- _Problem_:
Whenever a line in the entries below contains "black", copy that line.

(Records from a data collection)
==========

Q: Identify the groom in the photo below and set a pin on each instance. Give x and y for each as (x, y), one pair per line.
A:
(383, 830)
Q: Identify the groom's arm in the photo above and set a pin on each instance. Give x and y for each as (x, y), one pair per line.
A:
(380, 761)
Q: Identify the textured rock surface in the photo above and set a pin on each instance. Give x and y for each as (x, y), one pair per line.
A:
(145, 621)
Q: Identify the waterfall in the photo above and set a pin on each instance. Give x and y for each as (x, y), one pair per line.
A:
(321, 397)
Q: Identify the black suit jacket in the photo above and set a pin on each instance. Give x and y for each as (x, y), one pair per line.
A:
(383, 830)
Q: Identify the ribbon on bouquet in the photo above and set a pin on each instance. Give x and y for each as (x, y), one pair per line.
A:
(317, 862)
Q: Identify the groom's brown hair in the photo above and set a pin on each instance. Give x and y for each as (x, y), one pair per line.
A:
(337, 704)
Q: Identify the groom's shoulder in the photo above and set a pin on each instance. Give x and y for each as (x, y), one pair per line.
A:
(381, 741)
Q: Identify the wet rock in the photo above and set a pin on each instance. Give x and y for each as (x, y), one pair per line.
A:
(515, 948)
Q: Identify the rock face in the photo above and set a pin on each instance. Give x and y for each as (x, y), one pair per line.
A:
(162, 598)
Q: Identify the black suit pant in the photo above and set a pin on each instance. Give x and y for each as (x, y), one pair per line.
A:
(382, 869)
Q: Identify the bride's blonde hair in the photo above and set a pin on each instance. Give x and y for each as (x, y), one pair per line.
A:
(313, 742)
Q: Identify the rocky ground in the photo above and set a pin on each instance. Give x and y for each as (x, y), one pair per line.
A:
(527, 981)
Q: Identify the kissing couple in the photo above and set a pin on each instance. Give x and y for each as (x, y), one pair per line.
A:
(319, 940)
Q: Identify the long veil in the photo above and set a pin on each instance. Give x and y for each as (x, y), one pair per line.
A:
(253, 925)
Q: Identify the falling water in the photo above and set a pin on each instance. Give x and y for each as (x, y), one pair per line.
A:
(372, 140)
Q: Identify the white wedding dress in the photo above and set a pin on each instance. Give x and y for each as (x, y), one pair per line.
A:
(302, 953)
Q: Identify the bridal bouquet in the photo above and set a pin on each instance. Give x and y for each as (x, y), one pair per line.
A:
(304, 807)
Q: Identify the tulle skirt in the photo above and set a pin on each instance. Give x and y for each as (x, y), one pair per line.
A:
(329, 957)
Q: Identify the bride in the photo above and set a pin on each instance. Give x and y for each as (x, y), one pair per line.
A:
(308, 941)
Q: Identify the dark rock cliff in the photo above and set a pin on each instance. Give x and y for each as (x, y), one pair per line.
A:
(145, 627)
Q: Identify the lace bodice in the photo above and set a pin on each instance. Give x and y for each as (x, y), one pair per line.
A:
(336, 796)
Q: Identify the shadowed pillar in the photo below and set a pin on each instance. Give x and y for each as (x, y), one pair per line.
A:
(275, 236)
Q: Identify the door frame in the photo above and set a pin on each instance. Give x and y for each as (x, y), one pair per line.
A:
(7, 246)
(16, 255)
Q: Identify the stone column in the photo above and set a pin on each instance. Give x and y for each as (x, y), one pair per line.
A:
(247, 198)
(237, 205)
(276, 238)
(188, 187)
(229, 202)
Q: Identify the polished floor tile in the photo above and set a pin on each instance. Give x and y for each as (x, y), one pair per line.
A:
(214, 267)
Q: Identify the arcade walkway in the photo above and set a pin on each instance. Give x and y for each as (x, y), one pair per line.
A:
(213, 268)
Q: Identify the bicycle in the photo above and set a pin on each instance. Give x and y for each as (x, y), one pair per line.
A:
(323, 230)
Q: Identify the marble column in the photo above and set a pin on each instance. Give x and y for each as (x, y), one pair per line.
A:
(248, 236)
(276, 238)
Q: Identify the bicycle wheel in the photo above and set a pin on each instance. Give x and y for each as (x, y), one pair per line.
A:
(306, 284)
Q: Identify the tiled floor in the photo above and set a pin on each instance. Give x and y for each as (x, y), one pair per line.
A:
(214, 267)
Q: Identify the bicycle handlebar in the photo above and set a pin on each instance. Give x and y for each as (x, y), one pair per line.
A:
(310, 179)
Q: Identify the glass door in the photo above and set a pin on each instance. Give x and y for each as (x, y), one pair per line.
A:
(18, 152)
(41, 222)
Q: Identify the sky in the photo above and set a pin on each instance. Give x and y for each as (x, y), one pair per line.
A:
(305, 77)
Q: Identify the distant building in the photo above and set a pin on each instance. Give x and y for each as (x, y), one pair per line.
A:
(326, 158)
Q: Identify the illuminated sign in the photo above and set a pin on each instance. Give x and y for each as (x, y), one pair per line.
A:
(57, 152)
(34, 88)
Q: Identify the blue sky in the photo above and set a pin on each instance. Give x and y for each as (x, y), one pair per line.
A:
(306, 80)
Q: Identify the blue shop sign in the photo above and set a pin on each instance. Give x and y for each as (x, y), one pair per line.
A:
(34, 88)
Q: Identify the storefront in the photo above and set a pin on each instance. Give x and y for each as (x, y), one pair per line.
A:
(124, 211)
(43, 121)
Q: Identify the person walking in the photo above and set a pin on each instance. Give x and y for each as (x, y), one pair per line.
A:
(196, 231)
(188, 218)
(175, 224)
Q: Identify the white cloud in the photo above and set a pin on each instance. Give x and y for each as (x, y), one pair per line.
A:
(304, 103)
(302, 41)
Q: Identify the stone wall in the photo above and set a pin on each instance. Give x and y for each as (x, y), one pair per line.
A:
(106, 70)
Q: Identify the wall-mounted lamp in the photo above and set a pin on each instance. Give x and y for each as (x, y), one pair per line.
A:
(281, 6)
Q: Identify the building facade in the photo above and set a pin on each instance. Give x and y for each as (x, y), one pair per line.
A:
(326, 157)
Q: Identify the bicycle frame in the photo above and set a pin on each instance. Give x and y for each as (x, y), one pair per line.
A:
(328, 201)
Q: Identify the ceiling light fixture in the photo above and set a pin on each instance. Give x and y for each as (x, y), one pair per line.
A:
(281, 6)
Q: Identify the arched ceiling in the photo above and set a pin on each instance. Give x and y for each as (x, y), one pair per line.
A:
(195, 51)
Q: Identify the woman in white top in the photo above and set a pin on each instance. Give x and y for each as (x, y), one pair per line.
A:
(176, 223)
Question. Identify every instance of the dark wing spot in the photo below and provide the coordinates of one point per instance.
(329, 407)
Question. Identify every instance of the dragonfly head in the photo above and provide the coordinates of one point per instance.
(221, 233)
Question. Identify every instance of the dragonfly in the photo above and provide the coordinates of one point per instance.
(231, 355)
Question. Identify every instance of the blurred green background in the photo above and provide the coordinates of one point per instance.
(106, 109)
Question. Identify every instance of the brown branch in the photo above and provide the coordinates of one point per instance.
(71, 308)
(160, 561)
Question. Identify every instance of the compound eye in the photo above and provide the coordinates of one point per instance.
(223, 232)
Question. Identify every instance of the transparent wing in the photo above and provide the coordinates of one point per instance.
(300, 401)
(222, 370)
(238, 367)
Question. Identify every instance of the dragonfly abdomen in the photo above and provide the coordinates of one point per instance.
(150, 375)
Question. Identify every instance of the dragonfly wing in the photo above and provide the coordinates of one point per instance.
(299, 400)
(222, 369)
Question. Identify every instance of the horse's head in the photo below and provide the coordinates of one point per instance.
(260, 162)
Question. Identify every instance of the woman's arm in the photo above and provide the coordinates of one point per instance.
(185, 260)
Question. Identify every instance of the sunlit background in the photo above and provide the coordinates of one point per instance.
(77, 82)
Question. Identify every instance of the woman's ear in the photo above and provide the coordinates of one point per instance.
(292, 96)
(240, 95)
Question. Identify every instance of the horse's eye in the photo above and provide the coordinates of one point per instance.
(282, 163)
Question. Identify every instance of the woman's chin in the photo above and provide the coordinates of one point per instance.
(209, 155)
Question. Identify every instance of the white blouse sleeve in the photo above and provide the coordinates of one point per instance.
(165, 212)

==========

- _Task response_:
Q: Identify the black suit jacket in the photo above and set a pin on each instance. Give x and y for each as (x, y), one pair per line.
Q: Identify the black suit pant in the photo above and set a pin on each instance. Give x and y for each as (x, y), one pair per line.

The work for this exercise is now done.